- _REQUIRED WORK_
Write out the entries again exactly as they are given.

--------

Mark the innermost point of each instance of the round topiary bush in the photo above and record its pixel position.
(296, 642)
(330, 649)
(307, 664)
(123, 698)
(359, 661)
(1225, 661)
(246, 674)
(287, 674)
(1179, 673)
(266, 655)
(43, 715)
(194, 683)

--------

- _OUTPUT OF THE EXERCISE_
Mark the innermost point of each instance of the round topiary bush in the photo above and record its pixel position.
(296, 642)
(330, 649)
(307, 664)
(123, 698)
(359, 661)
(1225, 661)
(246, 674)
(287, 674)
(1179, 673)
(266, 655)
(43, 715)
(194, 683)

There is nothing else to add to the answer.